*WRITTEN INSTRUCTION*:
Return, unchanged, the stretch of rows below from the line containing "form: [1096, 652]." through the line containing "[1344, 439]", with both of those lines included.

*Position identification rows*:
-- BEGIN --

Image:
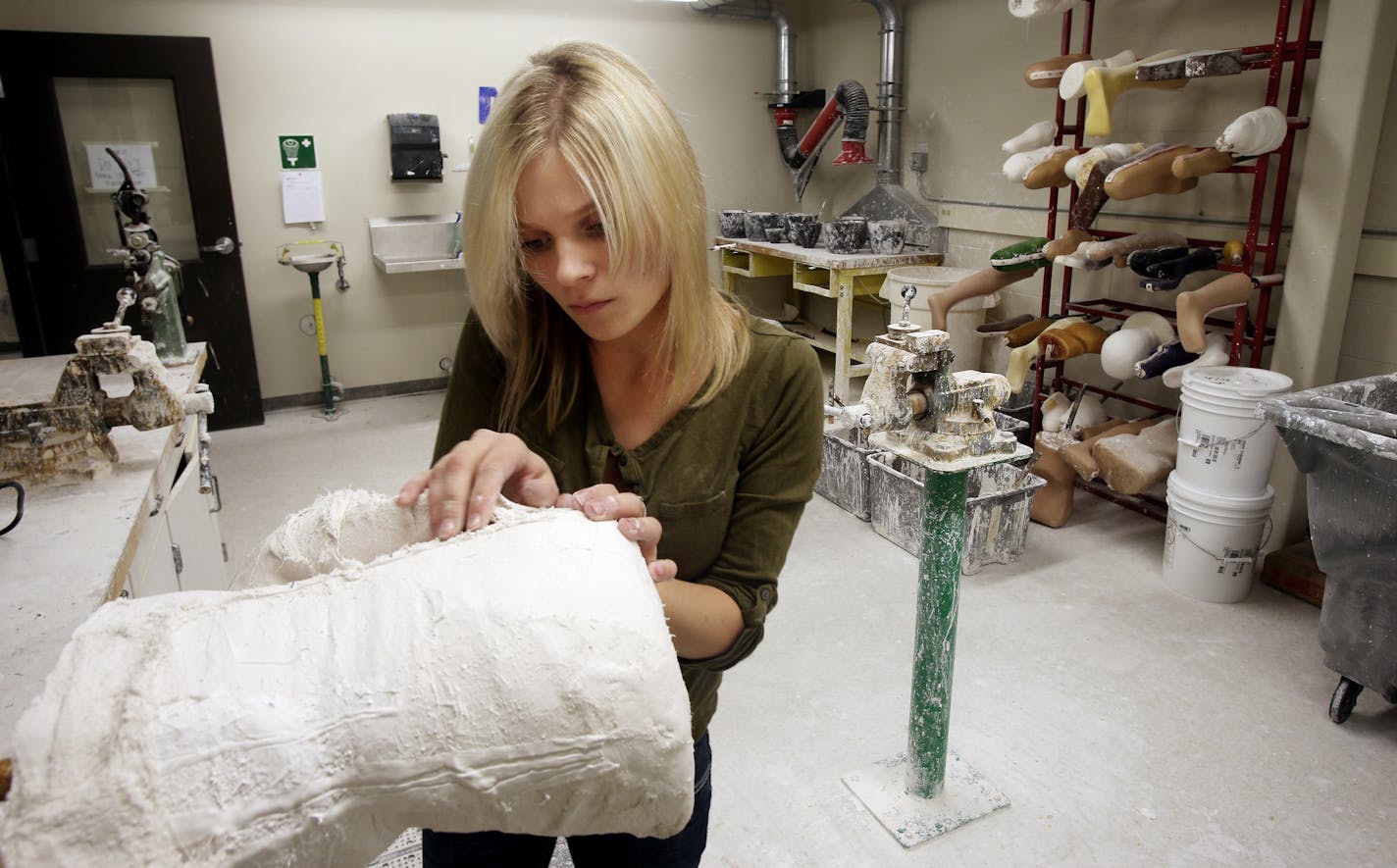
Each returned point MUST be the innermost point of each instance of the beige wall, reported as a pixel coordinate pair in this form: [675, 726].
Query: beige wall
[335, 69]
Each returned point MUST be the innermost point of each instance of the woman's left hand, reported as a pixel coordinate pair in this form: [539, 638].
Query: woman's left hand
[605, 503]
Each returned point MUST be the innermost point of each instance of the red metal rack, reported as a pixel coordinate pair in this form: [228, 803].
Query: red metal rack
[1264, 226]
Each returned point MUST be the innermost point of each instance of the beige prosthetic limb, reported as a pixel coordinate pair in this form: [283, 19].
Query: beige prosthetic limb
[1196, 305]
[1021, 357]
[1052, 502]
[981, 282]
[1149, 174]
[461, 686]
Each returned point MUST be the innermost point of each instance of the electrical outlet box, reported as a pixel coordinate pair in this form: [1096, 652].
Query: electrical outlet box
[919, 158]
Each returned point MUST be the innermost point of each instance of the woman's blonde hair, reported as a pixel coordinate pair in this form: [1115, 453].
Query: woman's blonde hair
[609, 122]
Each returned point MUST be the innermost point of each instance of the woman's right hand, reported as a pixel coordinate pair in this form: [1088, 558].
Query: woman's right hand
[464, 484]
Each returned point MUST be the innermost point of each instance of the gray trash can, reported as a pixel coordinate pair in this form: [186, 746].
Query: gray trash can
[1344, 439]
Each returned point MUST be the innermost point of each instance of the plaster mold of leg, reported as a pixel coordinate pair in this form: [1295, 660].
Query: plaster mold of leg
[1079, 454]
[1073, 78]
[981, 282]
[344, 529]
[1108, 157]
[1258, 131]
[1150, 173]
[1048, 73]
[1136, 463]
[1198, 164]
[1136, 338]
[460, 686]
[1195, 306]
[1021, 357]
[1054, 411]
[1104, 84]
[1110, 249]
[1035, 135]
[1216, 352]
[1070, 341]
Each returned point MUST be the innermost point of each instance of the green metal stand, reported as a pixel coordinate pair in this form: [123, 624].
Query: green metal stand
[928, 790]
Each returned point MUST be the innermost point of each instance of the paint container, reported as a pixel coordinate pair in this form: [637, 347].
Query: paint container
[847, 233]
[806, 235]
[1222, 446]
[732, 224]
[1212, 541]
[757, 223]
[998, 506]
[844, 473]
[886, 236]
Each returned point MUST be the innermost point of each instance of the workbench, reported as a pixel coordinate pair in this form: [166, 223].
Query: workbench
[138, 530]
[837, 276]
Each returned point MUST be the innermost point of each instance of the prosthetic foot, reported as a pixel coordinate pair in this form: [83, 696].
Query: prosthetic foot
[1196, 305]
[981, 282]
[1217, 352]
[1035, 135]
[1107, 82]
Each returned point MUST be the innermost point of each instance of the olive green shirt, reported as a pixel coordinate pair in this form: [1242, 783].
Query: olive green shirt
[728, 481]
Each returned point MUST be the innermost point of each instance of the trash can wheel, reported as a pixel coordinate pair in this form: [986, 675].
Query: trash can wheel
[1346, 694]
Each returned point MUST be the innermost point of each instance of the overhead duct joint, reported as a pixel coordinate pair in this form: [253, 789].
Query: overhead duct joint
[761, 10]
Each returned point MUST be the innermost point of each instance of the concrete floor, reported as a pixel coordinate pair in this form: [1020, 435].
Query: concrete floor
[1126, 724]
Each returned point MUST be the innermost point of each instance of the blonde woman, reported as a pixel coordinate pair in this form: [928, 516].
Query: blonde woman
[601, 371]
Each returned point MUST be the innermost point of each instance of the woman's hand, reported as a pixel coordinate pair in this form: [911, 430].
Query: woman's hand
[464, 484]
[603, 503]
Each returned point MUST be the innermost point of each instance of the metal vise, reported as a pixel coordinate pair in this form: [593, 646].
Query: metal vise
[925, 413]
[68, 434]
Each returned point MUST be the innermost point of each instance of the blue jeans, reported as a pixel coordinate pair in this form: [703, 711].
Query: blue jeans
[499, 848]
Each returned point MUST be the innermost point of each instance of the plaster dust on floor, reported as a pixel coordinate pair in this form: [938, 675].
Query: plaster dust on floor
[1126, 724]
[381, 681]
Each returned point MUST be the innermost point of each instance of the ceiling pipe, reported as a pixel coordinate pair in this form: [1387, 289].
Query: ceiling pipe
[889, 95]
[763, 10]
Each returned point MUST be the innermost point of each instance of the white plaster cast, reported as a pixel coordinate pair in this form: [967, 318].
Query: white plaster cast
[517, 678]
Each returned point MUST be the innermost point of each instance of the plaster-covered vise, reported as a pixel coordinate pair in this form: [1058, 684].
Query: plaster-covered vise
[921, 410]
[68, 434]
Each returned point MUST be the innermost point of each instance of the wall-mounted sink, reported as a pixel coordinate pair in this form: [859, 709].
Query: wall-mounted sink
[425, 242]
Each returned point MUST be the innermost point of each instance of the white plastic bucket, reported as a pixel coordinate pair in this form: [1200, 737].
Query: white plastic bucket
[961, 319]
[1222, 446]
[1212, 541]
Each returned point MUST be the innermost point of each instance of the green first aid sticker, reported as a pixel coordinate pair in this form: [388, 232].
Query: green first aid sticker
[298, 151]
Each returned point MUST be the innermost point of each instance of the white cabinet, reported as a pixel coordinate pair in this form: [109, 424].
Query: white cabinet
[181, 546]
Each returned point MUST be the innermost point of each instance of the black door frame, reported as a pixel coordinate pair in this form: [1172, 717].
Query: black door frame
[41, 187]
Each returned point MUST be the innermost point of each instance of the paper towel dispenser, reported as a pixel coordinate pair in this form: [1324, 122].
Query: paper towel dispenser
[415, 147]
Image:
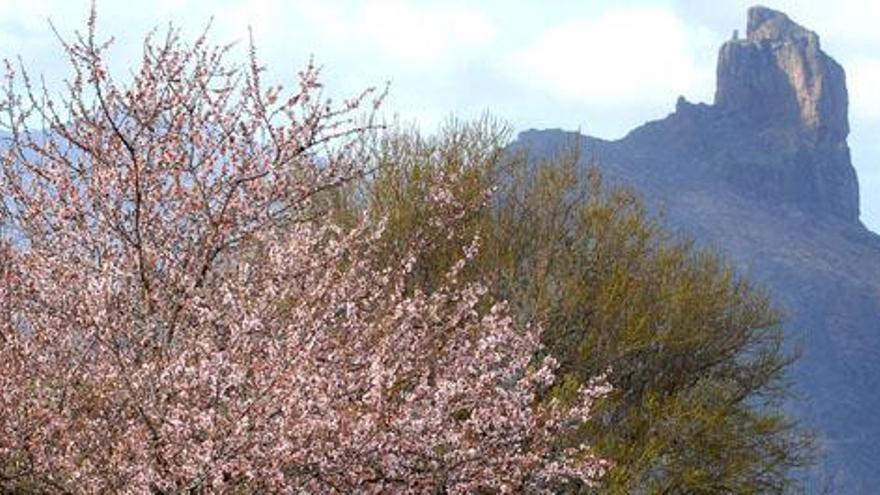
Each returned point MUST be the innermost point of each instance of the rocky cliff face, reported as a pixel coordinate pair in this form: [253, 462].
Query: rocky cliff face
[764, 175]
[783, 85]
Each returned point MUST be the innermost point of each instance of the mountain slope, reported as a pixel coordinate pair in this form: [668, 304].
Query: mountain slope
[764, 175]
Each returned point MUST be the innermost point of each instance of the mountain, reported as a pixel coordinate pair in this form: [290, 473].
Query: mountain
[764, 175]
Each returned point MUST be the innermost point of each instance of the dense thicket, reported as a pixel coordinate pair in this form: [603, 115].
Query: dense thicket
[696, 352]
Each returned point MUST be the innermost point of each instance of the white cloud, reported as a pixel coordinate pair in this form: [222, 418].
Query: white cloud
[622, 56]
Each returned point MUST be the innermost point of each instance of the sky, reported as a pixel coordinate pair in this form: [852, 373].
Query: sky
[599, 66]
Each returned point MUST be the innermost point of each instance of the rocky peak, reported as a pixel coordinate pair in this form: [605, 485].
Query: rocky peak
[778, 76]
[792, 99]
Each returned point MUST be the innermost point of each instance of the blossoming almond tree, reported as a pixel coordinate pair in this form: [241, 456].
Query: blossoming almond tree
[177, 314]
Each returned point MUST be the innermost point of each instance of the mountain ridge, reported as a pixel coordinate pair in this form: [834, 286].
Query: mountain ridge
[764, 175]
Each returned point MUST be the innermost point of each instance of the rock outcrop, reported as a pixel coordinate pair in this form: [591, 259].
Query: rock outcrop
[783, 85]
[764, 175]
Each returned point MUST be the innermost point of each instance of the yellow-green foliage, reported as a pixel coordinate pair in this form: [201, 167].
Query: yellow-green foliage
[696, 352]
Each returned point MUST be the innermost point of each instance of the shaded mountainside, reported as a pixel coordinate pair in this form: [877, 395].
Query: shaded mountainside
[764, 175]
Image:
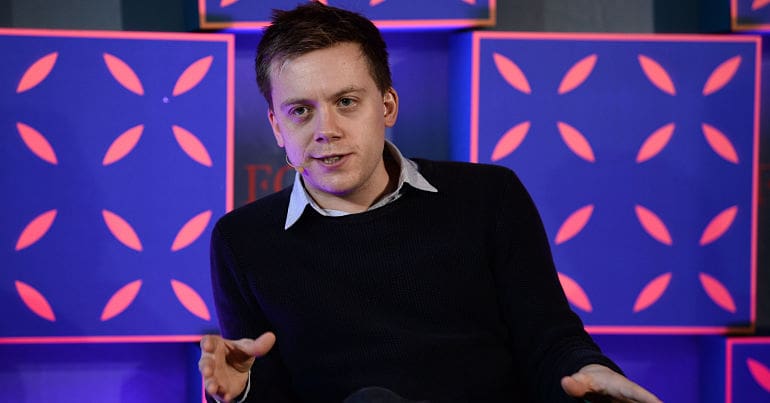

-- END --

*WRITTEN ANSWER*:
Each returned point MUST be the innermost point of each instance of the electrical outlet box, reported as a pixel coordinate pair in this form: [1096, 652].
Query: electrical outlet box
[919, 158]
Each returned point MUST be the innermost point of each instance of the woman's blonde hair, reported as a pixel coordinate pair in this form: [1115, 453].
Query: woman's blonde hair
[609, 122]
Each returned point MUST be the innermost point of each instance of the woman's right hand, reported as a pixel coordinate pair in this form: [1088, 558].
Query: woman's right hand
[464, 484]
Each returned point MUST be the innermost point of each instance of the gray trash can, reported as a pixel coordinate pair in this form: [186, 746].
Query: gray trash can
[1344, 439]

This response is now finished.